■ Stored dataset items
__________________________________________________

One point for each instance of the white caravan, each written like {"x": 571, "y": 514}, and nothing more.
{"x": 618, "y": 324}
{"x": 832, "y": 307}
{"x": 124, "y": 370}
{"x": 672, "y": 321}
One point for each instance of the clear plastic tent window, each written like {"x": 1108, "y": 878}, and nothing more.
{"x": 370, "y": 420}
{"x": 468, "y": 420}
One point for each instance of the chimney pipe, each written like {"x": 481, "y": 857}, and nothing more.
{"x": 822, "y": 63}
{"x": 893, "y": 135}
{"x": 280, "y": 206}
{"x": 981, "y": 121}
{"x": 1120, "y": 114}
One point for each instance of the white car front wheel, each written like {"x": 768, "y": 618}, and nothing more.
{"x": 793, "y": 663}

__________________________________________________

■ THE TASK
Please output every line shown above exactly.

■ ANSWER TO THE PROBLEM
One point for each instance of the white caravan, each written like {"x": 571, "y": 514}, and nothing more.
{"x": 618, "y": 324}
{"x": 832, "y": 307}
{"x": 124, "y": 370}
{"x": 672, "y": 321}
One point for each instance of the clear plastic tent window, each written like {"x": 1108, "y": 878}, and nothing more.
{"x": 370, "y": 420}
{"x": 468, "y": 420}
One point for each instance of the chimney pipe, each written like {"x": 481, "y": 857}, and nothing more.
{"x": 822, "y": 63}
{"x": 893, "y": 135}
{"x": 280, "y": 206}
{"x": 981, "y": 121}
{"x": 1120, "y": 114}
One point for each instance of the white car front wheel, each written like {"x": 768, "y": 618}, and nothing more.
{"x": 793, "y": 663}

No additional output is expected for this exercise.